▶ [Brief]:
Print the material below verbatim, reproducing every line without alteration.

-------

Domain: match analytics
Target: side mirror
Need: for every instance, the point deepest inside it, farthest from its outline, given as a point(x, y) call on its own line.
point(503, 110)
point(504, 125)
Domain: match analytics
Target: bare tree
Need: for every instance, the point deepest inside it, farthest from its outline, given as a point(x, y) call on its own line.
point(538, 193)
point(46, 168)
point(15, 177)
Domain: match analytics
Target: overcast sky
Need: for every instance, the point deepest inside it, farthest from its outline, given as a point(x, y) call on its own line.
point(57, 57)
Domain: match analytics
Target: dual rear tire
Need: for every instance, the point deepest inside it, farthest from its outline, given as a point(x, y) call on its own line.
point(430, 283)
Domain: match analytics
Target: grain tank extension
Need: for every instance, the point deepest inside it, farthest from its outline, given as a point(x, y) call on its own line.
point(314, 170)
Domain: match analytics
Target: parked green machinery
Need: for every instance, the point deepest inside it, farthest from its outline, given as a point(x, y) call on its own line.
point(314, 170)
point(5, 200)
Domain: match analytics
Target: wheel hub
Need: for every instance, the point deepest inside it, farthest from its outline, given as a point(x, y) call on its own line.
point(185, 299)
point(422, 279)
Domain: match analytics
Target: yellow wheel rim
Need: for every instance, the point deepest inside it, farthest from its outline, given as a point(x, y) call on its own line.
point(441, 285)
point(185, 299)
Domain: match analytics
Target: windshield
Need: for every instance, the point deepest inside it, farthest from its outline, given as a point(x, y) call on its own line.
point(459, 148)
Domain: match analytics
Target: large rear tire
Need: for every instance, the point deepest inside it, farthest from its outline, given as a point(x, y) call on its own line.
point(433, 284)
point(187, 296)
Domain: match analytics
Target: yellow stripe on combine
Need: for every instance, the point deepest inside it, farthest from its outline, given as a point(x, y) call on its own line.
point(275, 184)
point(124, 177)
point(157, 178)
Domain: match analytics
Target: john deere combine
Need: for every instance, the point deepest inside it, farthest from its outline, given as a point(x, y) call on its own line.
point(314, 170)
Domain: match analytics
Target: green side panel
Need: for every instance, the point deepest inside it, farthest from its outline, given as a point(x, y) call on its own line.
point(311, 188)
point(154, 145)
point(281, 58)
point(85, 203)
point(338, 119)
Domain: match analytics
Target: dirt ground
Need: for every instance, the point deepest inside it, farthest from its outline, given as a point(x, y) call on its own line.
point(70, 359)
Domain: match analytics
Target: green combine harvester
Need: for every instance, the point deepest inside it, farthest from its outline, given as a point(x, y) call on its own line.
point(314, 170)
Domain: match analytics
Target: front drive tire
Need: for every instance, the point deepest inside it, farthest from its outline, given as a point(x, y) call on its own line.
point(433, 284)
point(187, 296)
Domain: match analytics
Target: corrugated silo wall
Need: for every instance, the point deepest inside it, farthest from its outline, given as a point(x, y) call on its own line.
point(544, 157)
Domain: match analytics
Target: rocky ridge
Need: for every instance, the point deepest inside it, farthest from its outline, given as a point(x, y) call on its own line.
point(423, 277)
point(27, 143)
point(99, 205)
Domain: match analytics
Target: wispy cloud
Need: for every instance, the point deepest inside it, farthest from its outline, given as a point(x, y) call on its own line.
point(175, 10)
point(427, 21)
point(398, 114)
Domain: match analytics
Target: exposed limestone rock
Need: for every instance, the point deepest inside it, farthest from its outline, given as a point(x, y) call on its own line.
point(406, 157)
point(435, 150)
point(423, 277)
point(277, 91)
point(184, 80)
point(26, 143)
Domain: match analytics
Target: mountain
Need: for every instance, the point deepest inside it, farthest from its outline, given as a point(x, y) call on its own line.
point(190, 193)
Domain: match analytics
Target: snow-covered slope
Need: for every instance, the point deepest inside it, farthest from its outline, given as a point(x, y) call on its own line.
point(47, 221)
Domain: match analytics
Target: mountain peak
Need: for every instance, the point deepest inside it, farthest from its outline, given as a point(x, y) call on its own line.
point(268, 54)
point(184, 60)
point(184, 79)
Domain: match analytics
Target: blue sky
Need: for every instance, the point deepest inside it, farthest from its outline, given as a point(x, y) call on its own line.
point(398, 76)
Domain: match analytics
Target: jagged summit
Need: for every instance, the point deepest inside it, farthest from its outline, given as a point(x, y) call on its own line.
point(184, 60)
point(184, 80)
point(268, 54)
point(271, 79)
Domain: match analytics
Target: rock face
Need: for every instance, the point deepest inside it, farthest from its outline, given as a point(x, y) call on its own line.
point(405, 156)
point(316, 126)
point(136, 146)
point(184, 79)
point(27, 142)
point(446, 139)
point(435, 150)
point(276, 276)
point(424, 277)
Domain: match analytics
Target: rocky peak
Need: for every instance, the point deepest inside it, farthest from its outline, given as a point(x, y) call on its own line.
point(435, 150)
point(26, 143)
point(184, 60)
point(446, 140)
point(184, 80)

-------

▶ [Response to this exercise]:
Domain: match analytics
Target: side mirror
Need: for every instance, the point deepest inside it, farthest from its outline, given as a point(x, y) call on its own line.
point(503, 110)
point(504, 125)
Domain: match analytics
Target: bare tree
Need: for every instance, the point deepest inside it, farthest from its outline, given as a point(x, y) call on its own line.
point(538, 193)
point(46, 168)
point(15, 177)
Domain: match analytics
Target: overcast sky
Need: for every instance, the point deepest inside it, farthest from its outline, given as a point(x, y) call on its own line.
point(57, 57)
Domain: match analytics
Target: dual rear tire
Need: for every instance, the point deepest inside it, farthest from its outline, given as a point(x, y) call on its own line.
point(430, 283)
Domain: match analytics
Target: grain tank extension
Need: for every instance, the point deepest inside it, farthest from its outline, given as a point(x, y) call on its own line.
point(314, 170)
Domain: match analytics
Target: parked green machinery
Need: for every instance, the point deepest inside it, farthest from its outline, given as a point(x, y) call on its own line.
point(314, 170)
point(5, 200)
Domain: match analytics
Target: wheel hub
Need: for every instance, the point deepest inside it, farthest from its outline, given as a point(x, y) call on its own line.
point(185, 299)
point(422, 279)
Domain: match analytics
Target: yellow wheel rim
Need: for every instance, the point deepest inside it, farthest from its outline, given as a point(x, y) call on its own line.
point(441, 285)
point(185, 299)
Domain: match analytics
Target: windshield
Need: for every instance, the point deepest inside it, farthest from its outline, given as a point(x, y) call on its own line.
point(459, 148)
Domain: match analytics
Target: large rear tire
Need: for every instance, the point deepest inside it, farthest from its outline, given as a point(x, y) call on its own line.
point(433, 284)
point(187, 296)
Domain: match analytics
Target: yellow stripe on combine
Need: for every instance, the point deepest inside it, farthest from its outline, given as a point(x, y) call on its own line.
point(275, 184)
point(124, 177)
point(157, 178)
Domain: match analytics
Target: john deere combine
Need: for every instance, the point deepest inside it, farthest from its outline, given as a point(x, y) call on its own line.
point(314, 170)
Domain: match analytics
Target: green side panel
Need: for every instance, the point deepest inside it, farthest from its outline, given as a point(x, y) call on its own line.
point(311, 188)
point(154, 145)
point(281, 58)
point(85, 203)
point(338, 119)
Domain: match analytics
Target: dirt ground
Need: for every instance, the point deepest inside it, farthest from its outline, given as a point(x, y) call on its own line.
point(70, 359)
Domain: match analytics
Target: green combine harvester
Need: for every instance, the point deepest inside it, farthest from its outline, given as a point(x, y) call on its own line.
point(314, 170)
Domain: match analytics
Target: front drive tire
Need: for every instance, the point deepest inside it, farthest from its outline, given as a point(x, y) call on its own line.
point(433, 284)
point(187, 296)
Domain: match analytics
Target: corrugated silo wall
Need: for every instance, the point deepest inside it, farthest from its outline, given as a point(x, y) call on its own line.
point(544, 157)
Domain: match analytics
Target: rocky ridge
Need: for every instance, the point deepest inside it, farthest from its outline, given as a point(x, y) call on its own line.
point(423, 277)
point(27, 143)
point(99, 205)
Domain: match analytics
Target: wispy cloud
Need: for every instance, the point deepest inside it, farthest from its outline, given as a point(x, y) call on its own line.
point(175, 10)
point(427, 21)
point(398, 114)
Domain: match analytics
Target: exposed limestone rock
Need: for every instance, the point deepest inside it, farthest from its outline, given as a point(x, y) call on its own line.
point(406, 157)
point(435, 150)
point(423, 277)
point(277, 91)
point(184, 80)
point(26, 143)
Domain: match analytics
Target: mountain
Need: for every instance, the point deepest inside it, farthest from its outline, given as a point(x, y) call on its own line.
point(190, 193)
Domain: match analytics
Target: snow-covered slope
Need: for every instance, the point deepest inside it, farthest from its outline, given as a point(x, y) call on its own line.
point(47, 221)
Domain: match analytics
Target: mountain peak
Need: for every instance, the point deepest inside it, farthest from its outline, given as a point(x, y) call on its own line.
point(268, 54)
point(184, 60)
point(184, 79)
Domain: match analytics
Target: blue sky
Need: for every instance, the point deepest inside it, farthest from its outline, given as a point(x, y) call on its own line.
point(398, 76)
Domain: match analytics
Target: jagged summit
Need: for every instance, the point deepest inside it, farthest from its outline, given as a point(x, y) call on its own line.
point(184, 60)
point(184, 80)
point(268, 54)
point(271, 79)
Domain: match analytics
Target: rock face
Need: for every instance, the point deepest inside it, farthest from its outline, given as a point(x, y) call on its own line.
point(405, 156)
point(316, 126)
point(136, 146)
point(184, 79)
point(27, 142)
point(446, 139)
point(435, 150)
point(276, 276)
point(424, 277)
Domain: match analytics
Target: rocky peak
Need: for every instance, the point deepest inside it, farthest from its outline, given as a point(x, y) call on its own line.
point(435, 150)
point(26, 143)
point(184, 60)
point(446, 140)
point(184, 80)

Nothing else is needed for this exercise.